The Soviet Top League, known after 1970 as the Supreme League (Russian: Высшая лига[1]) served as the top division of Soviet Union football from 1936 until 1991.

It was one of the best football leagues in Europe, ranking second among the UEFA members in 1988-1989 seasons. Three of its representatives reached the finals of the European club tournaments on four occasions: FC Dynamo Kiev, FC Dynamo Tbilisi, and FC Dynamo Moscow. According to UEFA the main successor of the league became the Russian Premier League.

Overview[edit]

General outlook[edit]

The most prominent clubs of the league were FC Dynamo Kiev, FC Spartak Moscow, and FC Dynamo Moscow. The most popular clubs besides the above mentioned were PFC CSKA Moscow and FC Dynamo Tbilisi. The first team that won 10 championships was Dynamo Moscow in 1963, followed by Spartak in 1979. Dinamo Tbilisi became famous for finishing third but never winning the title, the first title they won in 1964. Perceived as exclusively Russian by people from other countries, the league was truly multinational with all the republics in the USSR being represented. The Russian representation was almost exclusively from Moscow.

Eleven clubs spent over 30 seasons in the league with just under half (five) of them from Moscow. Dynamo Moscow and Dynamo Kyiv were the only clubs that participated in all seasons of the league. Among other prominent Russian clubs were SKA Rostov/Donu (Army team), Zenit Leningrad (Zenith), and Krylia Sovietov Kuibyshev (Wings of the Soviets). Ukraine was also often represented by Shakhtar Donetsk (Miners) and later by Dnepr Dnepropetrovsk who were strong in the 1980s.

After the league's reorganization number of Ukrainian-based clubs grew and in the last seasons before the breakup of the USSR, Ukraine was often equally represented with the Russian clubs. Among the Soviet sports societies most successful were Dynamo and Army clubs, both of which also were closely associated with state enforcing agencies.
++++++
# [PROBLEM DESCRIPTION]
In the text on the Soviet Top League, which two clubs took part in every season of the league?
++++++
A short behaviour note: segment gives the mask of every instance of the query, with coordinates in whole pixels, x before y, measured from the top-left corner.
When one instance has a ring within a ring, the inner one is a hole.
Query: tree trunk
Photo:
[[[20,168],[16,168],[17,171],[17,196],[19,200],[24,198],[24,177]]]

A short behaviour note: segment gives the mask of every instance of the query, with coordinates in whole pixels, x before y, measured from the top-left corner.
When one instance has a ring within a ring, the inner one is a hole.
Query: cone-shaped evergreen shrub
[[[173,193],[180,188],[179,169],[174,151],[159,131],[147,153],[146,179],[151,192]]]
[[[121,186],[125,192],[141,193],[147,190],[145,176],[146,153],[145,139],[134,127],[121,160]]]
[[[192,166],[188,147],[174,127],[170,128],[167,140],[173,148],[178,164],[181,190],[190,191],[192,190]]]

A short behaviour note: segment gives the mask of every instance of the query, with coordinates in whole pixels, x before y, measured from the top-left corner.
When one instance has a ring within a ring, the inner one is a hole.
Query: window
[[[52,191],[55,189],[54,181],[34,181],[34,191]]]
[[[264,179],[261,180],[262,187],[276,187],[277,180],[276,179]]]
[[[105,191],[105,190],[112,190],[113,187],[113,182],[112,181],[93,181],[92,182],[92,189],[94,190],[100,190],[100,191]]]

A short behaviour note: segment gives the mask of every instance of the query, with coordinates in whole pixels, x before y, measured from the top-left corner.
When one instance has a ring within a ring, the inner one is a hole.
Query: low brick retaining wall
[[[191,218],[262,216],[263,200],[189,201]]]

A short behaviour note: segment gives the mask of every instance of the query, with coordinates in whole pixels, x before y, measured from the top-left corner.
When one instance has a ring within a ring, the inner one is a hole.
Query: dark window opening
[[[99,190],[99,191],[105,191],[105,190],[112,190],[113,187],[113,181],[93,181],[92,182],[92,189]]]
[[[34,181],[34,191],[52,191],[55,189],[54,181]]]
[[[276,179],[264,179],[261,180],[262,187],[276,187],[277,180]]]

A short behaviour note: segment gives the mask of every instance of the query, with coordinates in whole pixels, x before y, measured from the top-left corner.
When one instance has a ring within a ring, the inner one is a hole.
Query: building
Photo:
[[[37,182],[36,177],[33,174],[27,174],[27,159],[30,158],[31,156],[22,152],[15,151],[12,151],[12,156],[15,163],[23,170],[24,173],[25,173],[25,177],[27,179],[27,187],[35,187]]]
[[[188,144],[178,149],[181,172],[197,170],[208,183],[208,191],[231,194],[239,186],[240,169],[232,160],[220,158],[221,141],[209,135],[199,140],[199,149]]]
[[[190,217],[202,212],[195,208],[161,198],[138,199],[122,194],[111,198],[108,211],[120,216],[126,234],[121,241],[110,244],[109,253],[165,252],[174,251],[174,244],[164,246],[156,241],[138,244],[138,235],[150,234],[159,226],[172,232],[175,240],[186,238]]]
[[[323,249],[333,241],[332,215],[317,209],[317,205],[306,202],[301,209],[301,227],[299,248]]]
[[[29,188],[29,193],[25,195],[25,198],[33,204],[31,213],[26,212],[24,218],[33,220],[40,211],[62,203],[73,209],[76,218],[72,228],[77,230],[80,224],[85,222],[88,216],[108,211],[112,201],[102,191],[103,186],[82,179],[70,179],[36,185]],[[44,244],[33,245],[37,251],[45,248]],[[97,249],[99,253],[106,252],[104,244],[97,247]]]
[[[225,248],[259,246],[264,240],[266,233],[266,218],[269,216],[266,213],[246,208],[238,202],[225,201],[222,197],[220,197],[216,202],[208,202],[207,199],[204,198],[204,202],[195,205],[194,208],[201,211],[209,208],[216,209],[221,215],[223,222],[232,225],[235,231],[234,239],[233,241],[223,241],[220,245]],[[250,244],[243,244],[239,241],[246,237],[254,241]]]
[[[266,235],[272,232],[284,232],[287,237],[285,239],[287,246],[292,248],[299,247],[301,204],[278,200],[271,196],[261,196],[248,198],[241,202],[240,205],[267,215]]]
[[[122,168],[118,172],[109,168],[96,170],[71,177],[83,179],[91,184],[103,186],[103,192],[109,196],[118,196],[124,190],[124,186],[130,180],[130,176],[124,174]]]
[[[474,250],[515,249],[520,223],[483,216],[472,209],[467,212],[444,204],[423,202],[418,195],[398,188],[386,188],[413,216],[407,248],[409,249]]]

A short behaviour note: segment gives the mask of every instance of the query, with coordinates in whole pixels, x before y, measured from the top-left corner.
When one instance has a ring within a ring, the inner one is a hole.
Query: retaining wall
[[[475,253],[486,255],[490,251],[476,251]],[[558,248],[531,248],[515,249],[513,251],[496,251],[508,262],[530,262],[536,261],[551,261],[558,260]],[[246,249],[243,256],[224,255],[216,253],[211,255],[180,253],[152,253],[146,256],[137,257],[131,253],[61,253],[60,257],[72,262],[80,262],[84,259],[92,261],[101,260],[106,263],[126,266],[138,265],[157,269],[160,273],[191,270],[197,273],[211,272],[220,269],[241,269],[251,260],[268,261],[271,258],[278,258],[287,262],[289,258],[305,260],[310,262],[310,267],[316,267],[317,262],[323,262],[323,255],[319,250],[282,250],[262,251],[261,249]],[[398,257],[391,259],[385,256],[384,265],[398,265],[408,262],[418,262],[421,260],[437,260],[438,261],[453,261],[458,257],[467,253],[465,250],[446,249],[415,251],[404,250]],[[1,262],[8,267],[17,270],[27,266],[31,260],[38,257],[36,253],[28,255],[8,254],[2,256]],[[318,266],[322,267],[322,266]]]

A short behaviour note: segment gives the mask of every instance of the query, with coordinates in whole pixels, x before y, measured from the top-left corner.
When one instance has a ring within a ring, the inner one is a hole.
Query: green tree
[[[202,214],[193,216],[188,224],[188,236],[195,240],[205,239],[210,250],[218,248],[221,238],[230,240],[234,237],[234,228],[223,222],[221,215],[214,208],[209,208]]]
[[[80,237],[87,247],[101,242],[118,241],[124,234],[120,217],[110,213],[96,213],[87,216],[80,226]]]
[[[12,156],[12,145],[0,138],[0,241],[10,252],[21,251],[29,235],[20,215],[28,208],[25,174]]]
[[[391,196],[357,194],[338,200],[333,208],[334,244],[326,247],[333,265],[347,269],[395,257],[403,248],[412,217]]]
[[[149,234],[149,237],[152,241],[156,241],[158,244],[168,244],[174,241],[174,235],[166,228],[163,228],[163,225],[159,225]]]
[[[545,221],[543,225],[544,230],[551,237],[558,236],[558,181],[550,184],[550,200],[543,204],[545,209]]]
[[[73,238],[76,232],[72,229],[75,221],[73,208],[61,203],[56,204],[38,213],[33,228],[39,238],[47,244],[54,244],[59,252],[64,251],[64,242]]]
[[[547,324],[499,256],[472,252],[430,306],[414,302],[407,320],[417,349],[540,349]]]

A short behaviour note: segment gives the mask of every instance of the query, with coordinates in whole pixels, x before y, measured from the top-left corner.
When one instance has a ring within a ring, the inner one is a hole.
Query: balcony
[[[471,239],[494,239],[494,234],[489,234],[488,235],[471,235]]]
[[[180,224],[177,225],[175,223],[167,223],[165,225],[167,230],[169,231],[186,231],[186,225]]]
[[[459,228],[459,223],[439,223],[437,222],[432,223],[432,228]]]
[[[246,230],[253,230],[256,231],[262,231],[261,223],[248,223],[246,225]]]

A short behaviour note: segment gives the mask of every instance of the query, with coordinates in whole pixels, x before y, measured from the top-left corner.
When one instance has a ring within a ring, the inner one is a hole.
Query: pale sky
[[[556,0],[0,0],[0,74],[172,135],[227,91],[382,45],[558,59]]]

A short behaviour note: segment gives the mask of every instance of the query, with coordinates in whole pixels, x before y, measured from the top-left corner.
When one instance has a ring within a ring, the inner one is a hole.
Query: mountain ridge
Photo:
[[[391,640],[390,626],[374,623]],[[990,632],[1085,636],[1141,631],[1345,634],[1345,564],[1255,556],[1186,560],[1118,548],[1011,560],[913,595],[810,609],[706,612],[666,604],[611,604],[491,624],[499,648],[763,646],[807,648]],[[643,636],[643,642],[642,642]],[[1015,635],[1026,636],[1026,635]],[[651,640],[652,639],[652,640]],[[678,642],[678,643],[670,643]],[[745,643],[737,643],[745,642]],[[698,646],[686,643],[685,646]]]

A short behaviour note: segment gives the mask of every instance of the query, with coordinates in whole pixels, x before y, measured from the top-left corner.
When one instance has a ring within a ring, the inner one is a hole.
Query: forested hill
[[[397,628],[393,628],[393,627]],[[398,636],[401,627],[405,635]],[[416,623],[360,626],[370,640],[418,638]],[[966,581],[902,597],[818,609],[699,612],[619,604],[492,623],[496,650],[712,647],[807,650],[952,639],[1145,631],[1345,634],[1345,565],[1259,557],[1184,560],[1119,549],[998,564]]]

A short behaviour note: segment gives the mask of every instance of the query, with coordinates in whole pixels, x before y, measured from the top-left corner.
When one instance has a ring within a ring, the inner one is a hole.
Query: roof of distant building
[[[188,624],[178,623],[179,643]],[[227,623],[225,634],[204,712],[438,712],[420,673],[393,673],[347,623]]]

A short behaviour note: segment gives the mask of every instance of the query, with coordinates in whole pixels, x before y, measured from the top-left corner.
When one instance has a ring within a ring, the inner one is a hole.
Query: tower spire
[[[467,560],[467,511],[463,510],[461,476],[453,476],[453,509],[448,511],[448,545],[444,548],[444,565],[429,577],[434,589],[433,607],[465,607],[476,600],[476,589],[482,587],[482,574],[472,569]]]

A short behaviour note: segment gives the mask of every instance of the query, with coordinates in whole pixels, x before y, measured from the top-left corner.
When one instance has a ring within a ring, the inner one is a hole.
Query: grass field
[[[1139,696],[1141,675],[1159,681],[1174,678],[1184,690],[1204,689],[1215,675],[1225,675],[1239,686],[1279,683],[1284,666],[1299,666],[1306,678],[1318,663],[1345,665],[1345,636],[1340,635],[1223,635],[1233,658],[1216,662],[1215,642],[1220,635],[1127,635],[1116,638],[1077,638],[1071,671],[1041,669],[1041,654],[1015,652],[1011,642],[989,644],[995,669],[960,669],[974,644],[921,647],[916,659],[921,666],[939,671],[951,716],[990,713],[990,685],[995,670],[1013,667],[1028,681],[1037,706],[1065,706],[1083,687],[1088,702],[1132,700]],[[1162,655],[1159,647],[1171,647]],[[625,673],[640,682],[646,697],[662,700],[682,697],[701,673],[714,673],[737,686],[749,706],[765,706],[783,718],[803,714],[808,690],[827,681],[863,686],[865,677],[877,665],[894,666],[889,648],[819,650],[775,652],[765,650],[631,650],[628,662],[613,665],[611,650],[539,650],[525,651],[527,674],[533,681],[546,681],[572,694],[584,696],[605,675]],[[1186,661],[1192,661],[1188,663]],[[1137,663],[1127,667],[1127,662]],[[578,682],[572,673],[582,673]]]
++++++
# [RESULT OF THE TASK]
Dynamo Moscow and Dynamo Kyiv.